===== Extrait du document

Descriptions précises et terribles (les deux extrêmes que sont le village de Cédric et Clara et l’enclave de Davos sont frappants), personnages touchants au bord du chaos, Jean-Marc Ligny met en scène ici ce qui reste de l’humanité après son effondrement dû au réchauffement climatique. Une humanité qui cherche à survivre à tout prix, en s’entraidant (mais pas toujours…), ou en se repliant sur ses privilèges, voire carrément en cédant à la violence la plus meurtrière.
Evidemment, et les lecteurs du roman « Exodes » ne seront pas surpris, le texte est noir, très noir. Cruel même, avec ses personnages, ce qui n’empêche pas « Le porteur d’eau » d’être un excellent récit (Jean-Marc Ligny semble être l’auteur français qui s’est le mieux approprié la problématique du réchauffement climatique sur le plan des conséquences pour les populations), pour ceux qui n’ont pas peur de sombrer dans le désespoir. Est-ce ainsi que cela se passerait si nous en arrivions à une telle situation ? Il est glaçant de le penser, mais peut-être naïf de le nier…
Critique écrite dans le cadre du challenge « Le Projet Maki » de Yogo.
J’imagine… Un monde sans librairie ni lecteur de SF ni même blog Internet. Terrible.
Oui voilà. L’horreur absolue. Le reste, à côté, c’est rien du tout. 😀
Je dois l’avoir aussi dans mon stock de nouvelle à l’unité… je vais y jeter un oeil.

==========
===== Données brutes

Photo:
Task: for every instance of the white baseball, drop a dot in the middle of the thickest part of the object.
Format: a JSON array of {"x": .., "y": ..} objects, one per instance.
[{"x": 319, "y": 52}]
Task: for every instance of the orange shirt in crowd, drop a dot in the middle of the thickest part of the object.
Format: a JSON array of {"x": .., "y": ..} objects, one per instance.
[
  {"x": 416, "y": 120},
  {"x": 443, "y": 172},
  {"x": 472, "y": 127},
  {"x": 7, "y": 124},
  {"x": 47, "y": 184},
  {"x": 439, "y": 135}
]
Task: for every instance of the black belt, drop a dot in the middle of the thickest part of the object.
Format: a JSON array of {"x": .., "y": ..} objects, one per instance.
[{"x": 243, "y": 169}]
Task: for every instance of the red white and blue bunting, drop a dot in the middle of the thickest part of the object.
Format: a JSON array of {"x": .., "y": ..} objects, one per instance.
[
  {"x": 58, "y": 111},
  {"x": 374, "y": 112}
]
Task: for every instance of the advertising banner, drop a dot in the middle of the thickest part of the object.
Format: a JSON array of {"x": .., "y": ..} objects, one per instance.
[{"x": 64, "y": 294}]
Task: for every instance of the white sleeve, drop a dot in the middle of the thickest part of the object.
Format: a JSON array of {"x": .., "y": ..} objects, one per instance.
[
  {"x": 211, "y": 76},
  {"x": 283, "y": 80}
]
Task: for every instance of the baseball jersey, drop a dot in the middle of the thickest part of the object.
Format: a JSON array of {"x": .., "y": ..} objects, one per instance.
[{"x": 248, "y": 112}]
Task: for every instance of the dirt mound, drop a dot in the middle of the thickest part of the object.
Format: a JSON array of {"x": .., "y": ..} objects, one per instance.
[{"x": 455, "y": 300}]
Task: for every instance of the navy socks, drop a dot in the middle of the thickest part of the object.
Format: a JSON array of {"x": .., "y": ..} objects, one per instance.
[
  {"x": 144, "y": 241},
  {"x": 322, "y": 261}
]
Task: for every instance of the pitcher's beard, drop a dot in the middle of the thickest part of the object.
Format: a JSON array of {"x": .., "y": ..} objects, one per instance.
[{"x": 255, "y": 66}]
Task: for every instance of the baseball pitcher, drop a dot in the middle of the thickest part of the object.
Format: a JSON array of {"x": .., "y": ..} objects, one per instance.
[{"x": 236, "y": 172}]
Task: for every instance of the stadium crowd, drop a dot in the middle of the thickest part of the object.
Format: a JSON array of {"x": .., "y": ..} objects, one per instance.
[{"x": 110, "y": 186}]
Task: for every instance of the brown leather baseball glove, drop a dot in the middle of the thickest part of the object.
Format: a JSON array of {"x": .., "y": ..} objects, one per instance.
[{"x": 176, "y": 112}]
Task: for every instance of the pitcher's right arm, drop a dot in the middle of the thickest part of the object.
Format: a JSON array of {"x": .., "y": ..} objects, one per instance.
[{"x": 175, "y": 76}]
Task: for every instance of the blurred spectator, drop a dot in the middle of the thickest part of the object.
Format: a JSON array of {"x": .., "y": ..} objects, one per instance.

==========

Consignes de travail:
a – Restituez, tel qu'il figure dans l'extrait, l'ensemble du passage compris entre « J’imagine… Un monde » et « jeter un oeil. ».
b – Énumérez les comportements que, d'après l'extrait, adopte l'humanité pour survivre à tout prix.
c – Selon l'extrait, dans le cadre de quel challenge la critique a-t-elle été rédigée ?

Liste des corrigés:
a –
J’imagine… Un monde sans librairie ni lecteur de SF ni même blog Internet. Terrible.
Oui voilà. L’horreur absolue. Le reste, à côté, c’est rien du tout. 😀
Je dois l’avoir aussi dans mon stock de nouvelle à l’unité… je vais y jeter un oeil.

b –
- en s'entraidant (mais pas toujours)
- en se repliant sur ses privilèges
- en cédant à la violence la plus meurtrière

c – Dans le cadre du challenge « Le Projet Maki » de Yogo.